Word for word, return the entries listed below.

*Provided data*
^^^^

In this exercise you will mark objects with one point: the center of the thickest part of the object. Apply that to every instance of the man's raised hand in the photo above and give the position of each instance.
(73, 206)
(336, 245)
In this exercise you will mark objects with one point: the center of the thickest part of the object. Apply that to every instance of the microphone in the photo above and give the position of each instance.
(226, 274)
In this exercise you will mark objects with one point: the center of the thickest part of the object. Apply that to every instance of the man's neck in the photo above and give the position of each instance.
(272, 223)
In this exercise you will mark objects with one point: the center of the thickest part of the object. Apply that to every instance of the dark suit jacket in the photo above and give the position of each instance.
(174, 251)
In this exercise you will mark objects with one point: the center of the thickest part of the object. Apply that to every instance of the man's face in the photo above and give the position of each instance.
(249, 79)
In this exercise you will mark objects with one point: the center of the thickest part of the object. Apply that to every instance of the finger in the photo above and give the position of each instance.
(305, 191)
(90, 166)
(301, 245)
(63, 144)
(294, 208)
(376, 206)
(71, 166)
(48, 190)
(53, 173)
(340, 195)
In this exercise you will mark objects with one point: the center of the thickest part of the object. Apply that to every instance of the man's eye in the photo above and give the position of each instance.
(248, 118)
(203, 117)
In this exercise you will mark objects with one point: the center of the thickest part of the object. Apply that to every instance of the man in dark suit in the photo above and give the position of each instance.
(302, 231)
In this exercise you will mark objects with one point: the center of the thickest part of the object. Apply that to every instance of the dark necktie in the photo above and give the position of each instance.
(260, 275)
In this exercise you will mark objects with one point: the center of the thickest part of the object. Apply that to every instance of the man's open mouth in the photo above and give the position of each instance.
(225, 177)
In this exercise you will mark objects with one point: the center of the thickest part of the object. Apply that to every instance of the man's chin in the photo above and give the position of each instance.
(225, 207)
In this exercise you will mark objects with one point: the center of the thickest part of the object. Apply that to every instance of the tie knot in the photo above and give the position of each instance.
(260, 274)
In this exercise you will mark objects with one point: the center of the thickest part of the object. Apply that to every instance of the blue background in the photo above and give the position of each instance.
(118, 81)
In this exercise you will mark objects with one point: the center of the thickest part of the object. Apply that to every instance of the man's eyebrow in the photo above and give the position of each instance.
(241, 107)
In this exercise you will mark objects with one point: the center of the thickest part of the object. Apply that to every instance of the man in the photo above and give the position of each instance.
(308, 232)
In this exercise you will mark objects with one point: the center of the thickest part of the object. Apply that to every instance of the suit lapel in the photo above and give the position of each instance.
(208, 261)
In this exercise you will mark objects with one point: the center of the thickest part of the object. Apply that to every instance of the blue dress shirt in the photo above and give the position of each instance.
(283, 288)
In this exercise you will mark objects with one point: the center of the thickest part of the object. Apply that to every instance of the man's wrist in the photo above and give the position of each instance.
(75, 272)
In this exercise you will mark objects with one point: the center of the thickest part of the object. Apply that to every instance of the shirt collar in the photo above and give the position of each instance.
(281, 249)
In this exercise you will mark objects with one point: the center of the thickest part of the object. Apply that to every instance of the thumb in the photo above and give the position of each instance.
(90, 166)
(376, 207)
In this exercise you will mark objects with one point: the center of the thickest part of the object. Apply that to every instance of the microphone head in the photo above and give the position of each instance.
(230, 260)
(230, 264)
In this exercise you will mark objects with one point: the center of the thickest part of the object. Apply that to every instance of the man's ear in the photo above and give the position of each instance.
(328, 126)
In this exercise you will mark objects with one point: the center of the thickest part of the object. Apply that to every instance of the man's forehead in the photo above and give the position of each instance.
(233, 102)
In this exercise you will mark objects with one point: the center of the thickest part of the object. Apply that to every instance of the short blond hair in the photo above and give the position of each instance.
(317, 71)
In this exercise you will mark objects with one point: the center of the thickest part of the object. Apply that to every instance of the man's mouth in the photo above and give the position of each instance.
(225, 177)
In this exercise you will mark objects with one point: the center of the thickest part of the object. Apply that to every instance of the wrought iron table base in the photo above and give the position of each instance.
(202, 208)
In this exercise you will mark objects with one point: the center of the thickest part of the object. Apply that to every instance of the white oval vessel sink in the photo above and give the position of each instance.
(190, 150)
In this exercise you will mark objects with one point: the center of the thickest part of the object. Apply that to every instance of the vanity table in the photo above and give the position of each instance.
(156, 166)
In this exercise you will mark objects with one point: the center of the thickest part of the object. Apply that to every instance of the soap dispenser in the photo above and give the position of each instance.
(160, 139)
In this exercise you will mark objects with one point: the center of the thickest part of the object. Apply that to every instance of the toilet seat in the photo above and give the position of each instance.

^^^^

*Answer area*
In this exercise you will mark objects with one point: the center of the thickest part of the object. Apply that to every instance of the man's raised hand in the photo above and give the position of each instance.
(73, 206)
(336, 245)
In this exercise you will mark objects with one point: the center of the thickest part of the object. Apply that to every instance of the microphone in the photo above and give the position of each instance.
(226, 274)
In this exercise you will mark objects with one point: the center of the thickest part of the object. Apply that to every instance of the man's neck in the photo above and give the position of each instance.
(272, 223)
In this exercise you will mark objects with one point: the center of the thickest part of the object. Apply that to every instance of the dark suit jacket in the photo above and give the position of each instance.
(174, 251)
In this exercise you will mark objects with one point: the center of the thickest part of the object. Apply that to every instance of the man's face in the photo above and give the position of each instance.
(249, 79)
In this exercise you will mark objects with one point: the center of the thickest part of the object. Apply that to every instance of the finger in the photo above and give the position of each instance.
(305, 191)
(90, 166)
(301, 245)
(63, 144)
(294, 208)
(376, 206)
(71, 166)
(48, 190)
(53, 173)
(340, 195)
In this exercise you will mark objects with one point: the center of the thickest part of the object. Apply that to every instance of the man's eye in the photo above and give the position of each instance.
(248, 118)
(203, 117)
In this exercise you will mark objects with one point: the center of the thickest part of the object. Apply that to every instance of the man in dark suit in the photo above and give the position of each instance.
(302, 231)
In this exercise you will mark objects with one point: the center of the thickest part of the object. Apply that to every instance of the dark necktie in the photo above and give the position of each instance.
(260, 275)
In this exercise you will mark objects with one point: the center of the thickest part of the object. Apply that to every instance of the man's open mouth in the photo above and give the position of each instance.
(225, 177)
In this exercise you will mark objects with one point: the center of the thickest part of the object. Apply that to every instance of the man's chin in the photo above and give the position of each instance.
(225, 207)
In this exercise you will mark objects with one point: the center of the thickest part of the object. Apply that to every instance of the tie knot in the photo above and give the position of each instance.
(260, 274)
In this exercise you will mark objects with one point: the center of the thickest part of the object. Apply that to every instance of the blue background in the photo above and give the position of each instance.
(118, 81)
In this exercise you will mark objects with one point: the center of the thickest part of the object. Apply that to every instance of the man's eyebrow in the photo above and give the position of each instance.
(241, 107)
In this exercise you will mark objects with one point: the center of the thickest part of the object. Apply that to every instance of the man in the photo above and give the position of each instance.
(308, 232)
In this exercise you will mark objects with one point: the center of the thickest part of the object. Apply that to every instance of the suit lapel in the photo above and give the position of each instance.
(208, 261)
In this exercise you will mark objects with one point: the center of the thickest part of the object. Apply that to every instance of the blue dress shirt in the photo above and give the position of each instance.
(283, 288)
In this exercise you will mark objects with one point: the center of the thickest part of the object. Apply that to every instance of the man's wrist in the photo above and give the position of each instance.
(75, 272)
In this exercise you will mark objects with one point: the center of the thickest part of the object. Apply that to every instance of the shirt collar in the photo above and give the position of each instance.
(281, 249)
In this exercise you will mark objects with one point: the center of the thickest part of the object. Apply that to every instance of the thumb in the photo above and give the position of each instance.
(90, 166)
(376, 207)
In this exercise you will mark objects with one point: the center of the thickest part of the object. Apply that to every instance of the microphone head in the photo above and give the position of each instance.
(230, 260)
(230, 264)
In this exercise you will mark objects with one point: the center of the thickest part of the object. Apply that to every instance of the man's ear in the photo above and give the position of each instance.
(328, 126)
In this exercise you will mark objects with one point: the center of the thickest part of the object. Apply that to every instance of the man's forehead in the photo above and give the position of each instance.
(233, 102)
In this exercise you will mark objects with one point: the center of the thickest part of the object. Apply that to every instance of the short blond hair in the photo above and give the position of each instance.
(317, 71)
In this exercise you will mark objects with one point: the center of the thickest part of the object. Apply that to every instance of the man's mouth in the photo above and give the position of each instance.
(225, 177)
In this exercise you will mark objects with one point: the center of the thickest part of the object. Apply that to every instance of the wrought iron table base in the photo above and give the position of each instance.
(202, 208)
In this exercise you will mark objects with one point: the center of the thickest part of the object. Apply that to every instance of the white oval vessel sink in the photo above and give the position of each instance.
(190, 150)
In this exercise you will mark objects with one point: the center of the thickest part of the object. Apply that to every instance of the vanity table in the photo above and give the position of each instance.
(156, 166)
In this exercise you will mark objects with one point: the center of the thickest part of the object. Apply that to every instance of the soap dispenser in the photo above and give the position of each instance.
(160, 139)
In this exercise you will mark objects with one point: the center of the thickest part of the object. Apply that to every instance of the toilet seat in the photo above and give the position of each instance.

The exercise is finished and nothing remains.